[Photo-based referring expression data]

:::::

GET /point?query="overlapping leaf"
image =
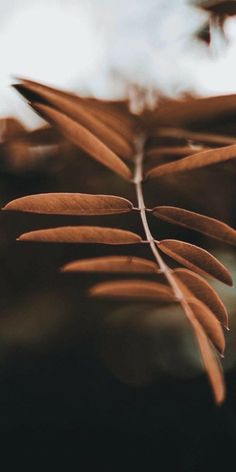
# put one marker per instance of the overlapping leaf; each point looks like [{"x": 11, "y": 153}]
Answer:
[
  {"x": 133, "y": 290},
  {"x": 85, "y": 140},
  {"x": 112, "y": 264},
  {"x": 196, "y": 161},
  {"x": 211, "y": 361},
  {"x": 203, "y": 291},
  {"x": 204, "y": 224},
  {"x": 71, "y": 204},
  {"x": 82, "y": 234},
  {"x": 209, "y": 323},
  {"x": 196, "y": 259},
  {"x": 79, "y": 111}
]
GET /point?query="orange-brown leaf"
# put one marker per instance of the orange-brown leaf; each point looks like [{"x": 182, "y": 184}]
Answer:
[
  {"x": 85, "y": 140},
  {"x": 196, "y": 259},
  {"x": 203, "y": 291},
  {"x": 209, "y": 323},
  {"x": 82, "y": 234},
  {"x": 78, "y": 110},
  {"x": 204, "y": 224},
  {"x": 133, "y": 290},
  {"x": 196, "y": 161},
  {"x": 71, "y": 204},
  {"x": 211, "y": 362},
  {"x": 112, "y": 264}
]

:::::

Prompt: For this exercise, copy every line of the data that holds "leaf".

Solved exercise:
GET /point?query="overlapping leaf"
# put one marker per instance of the overlapping leaf; each point looks like [{"x": 11, "y": 153}]
GET /point?query="orange-brown leaf"
# put one marker per instance of the orange-brown leaf; each point looks like [{"x": 182, "y": 184}]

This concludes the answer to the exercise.